===== Reading passage

Alight, formerly the American Refugee Committee, is the 40-year-old Minneapolis-based refugee assistance and development agency that was started to assist those fleeing in war-torn Southeast Asia. It also was recently named to Fast Company's annual list of the World's Most Innovative [50] Companies for 2019, rare for a humanitarian nonprofit. Alight CEO Daniel Wordsworth, a 10-year veteran who has pushed change through the organization after 12 years with the Christian Children's Fund, said "breakthrough solutions for refugees and the marginalized are way overdue …" Alight, which employs 2,000 people in some of the toughest neighborhoods of Africa, the Middle East, South Asia and Central America, operates on a budget of $75 million supplied by the United Nations, the U.S. and other governments and private philanthropy. Wordsworth, who once worked on startups in China and started his career in the Australian Royal Navy, noted the new, innovative solutions are needed to assist the 258 million people fleeing war, hunger, poverty or other maladies.

Q: To what extent do you work with business people to help those displaced help themselves?

A: Displaced people have more drive and ideas for changing their lives than we ever could. We're always trying to keep our ears out for great ideas and then match them with just the right person or group of people who are leaning in and looking for meaningful ways to help. There have been some amazing recent examples. One is In Uganda's Nakivale Refugee Settlement. We Can Learn — the nonprofit foundation of Bloomington-based online learning company Edmentum — raised the funds to build Rubondo Secondary School. On graduating primary school, hundreds of kids in the community were dropping out because the nearest high school was just too far away. This happened year after year, for decades, and children and families in Rubondo were suffering as a result. In just its first year, the Rubondo school has 85 students — a 2,000% increase in the community's high school enrollment.

Another example is in Nyabiheke Refugee Camp in Rwanda where a group of young people wanted a computer lab where they could develop computer skills and connect to the world around them. A group of Minnesotans helped … they funded the construction of a lab and all of the equipment to fill it. And then when we found a technology partner in Kigali-based kLab who could pilot a coding school at the computer lab. The Minnesotans [funded] scholarships for 32 refugee youth to become A+ coders and develop skills that can change their futures.

==========

→ Work task:
Resume the interview with Alight's CEO from the point where it stops, adding the next passage in the same question-and-answer style.

===== Source material

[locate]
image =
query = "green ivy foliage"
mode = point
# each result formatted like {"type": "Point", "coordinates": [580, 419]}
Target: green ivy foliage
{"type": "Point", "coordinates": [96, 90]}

==========
===== Source material

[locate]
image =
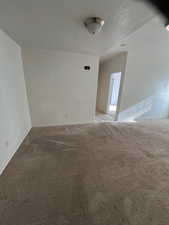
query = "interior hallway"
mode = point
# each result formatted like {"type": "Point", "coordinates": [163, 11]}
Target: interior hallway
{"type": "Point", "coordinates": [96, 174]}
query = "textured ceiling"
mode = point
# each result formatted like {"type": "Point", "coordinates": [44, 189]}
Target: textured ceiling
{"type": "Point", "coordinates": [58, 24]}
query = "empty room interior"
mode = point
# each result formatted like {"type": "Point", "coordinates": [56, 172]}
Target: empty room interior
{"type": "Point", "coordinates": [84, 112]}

==========
===== Source material

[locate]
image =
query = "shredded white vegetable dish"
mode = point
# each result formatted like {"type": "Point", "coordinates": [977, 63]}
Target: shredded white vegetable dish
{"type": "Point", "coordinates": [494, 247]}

==========

→ Result of this task:
Q: What's the importance of the Fast Company recognition?

A: The recognition that we are trying to push the envelope and improve. We chose to disrupt ourselves. For the last 10 years.

Q: What's different?

A: Close is the new large. In the 20th century it was about being large. It's now about adapting to what the customer needs and wants daily. [Our social enterprise in eastern Congo] Asili uses human-scale design. The clean water and the health clinics are working. Generating health and economy. We did four and we're expanding. It's no longer about bare minimum standards. Now we are trying to provide something worthy of the people. We let agencies rate us like others rate restaurants and taxis. We have a staff and refugees and donors unleashed to solve problems. The way we got better schooling was to bring in a private organization [Edmentum] combined with teachers and kids in the village. Global online learning.

Q: What about leveraging government funds, such as USAID grants, with entrepreneurial funding and enterprise?

A: Our best example of this is probably Asili. We codesigned Asili alongside Congolese mothers to be a place where all of us would feel confident to bring our children to receive health care and medication when they're sick and safe, clean water. In a landscape of failed international development projects, Asili was born from — and is run by — the people. And they pay for the services they use. That's the enterprise part of the social enterprise, and the reason why other clinics and projects will come and go, but Asili will last.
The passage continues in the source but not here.